* INSTRUÇÃO 1 *
Por favor, responda com base no texto:
(a) Qual percentual de Lula foi confirmado pela última pesquisa CNT/Sensus?
(b) Em que data começa a propaganda política de rádio e televisão?
(c) Quais candidatos que saíram da disputa são citados?

======== TEXTO

Entrevista:O Estado inteligente

sexta-feira, julho 14, 2006

Merval Pereira - Desconstruir Lula


O Globo
14/7/2006

Não deve ser entendido como um simples escorregão de linguagem o
comentário do presidente do PFL, senador Jorge Bornhausen, de que não
se surpreenderia se o PT estivesse por trás dos ataques terroristas
que mais uma vez atingiram São Paulo. Quando, meses atrás, Bornhausen
deixou escapar sua esperança de que, com a eleição, o país se
livraria “dessa raça”, se referindo ao PT, não tinha a intenção de
discriminar politicamente os adversários. Foi uma figura de linguagem
que se prestou a outras interpretações, inclusive a de que o senador
seria racista, como se raças existissem e o petismo designasse uma
delas. Desta vez, não. Por mais que se considere inadequada a
insinuação, ela faz parte de uma estratégia política do PFL para
radicalizar a campanha eleitoral contra Lula, um trabalho de
“desconstrução” de sua imagem política para fazê-lo cair do patamar
de 45% confirmado pela última pesquisa CNT/ Sensus.

A subida de Geraldo Alckmin para o patamar de 30%, considerado ótimo
ponto de partida para o início da propaganda política de rádio e
televisão em 15 de agosto, não foi suficiente para tirar Lula da
condição de vencedor potencial ainda no primeiro turno, e o trabalho
da oposição agora será, para manter Alckmim competitivo, fazer Lula
baixar para um nível de 40%.

De nada adianta Alckmin continuar subindo se ele o faz às custas de
votos de candidatos que saíram da disputa, como Enéas ou Roberto
Freire, e não tira nenhum eleitor de Lula. O PFL é adepto de uma
campanha de contraste, que coloque diante do eleitor que não é Lula
convicto algumas indagações que o façam duvidar de seu voto.

A recente pesquisa CNT/Sensus mostrou, para os pefelistas, alguns
pontos vulneráveis da candidatura à reeleição de Lula que deverão ser
explorados. Por exemplo, aumentou o percentual dos que consideram
Lula culpado pela corrupção, enquanto caiu o número dos que acusam o PT.

================
======== MATERIAL DA TAREFA

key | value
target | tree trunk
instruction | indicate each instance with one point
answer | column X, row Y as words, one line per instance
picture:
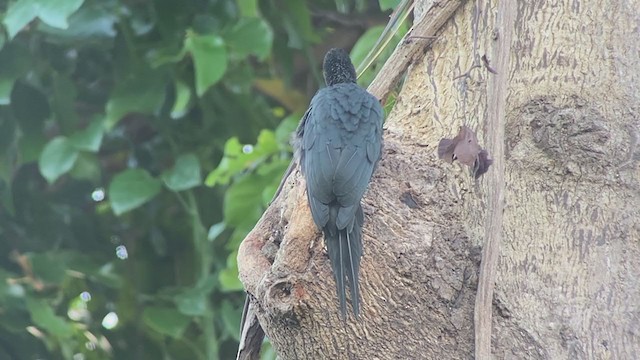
column 555, row 223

================

* INSTRUÇÃO 2 *
Informe cada linha dos registros em que aparece a palavra "column", copiando-a integralmente.

* RESPOSTA 1 *
(a) 45%.
(b) 15 de agosto.
(c) Enéas e Roberto Freire.

* RESPOSTA 2 *
answer | column X, row Y as words, one line per instance
column 555, row 223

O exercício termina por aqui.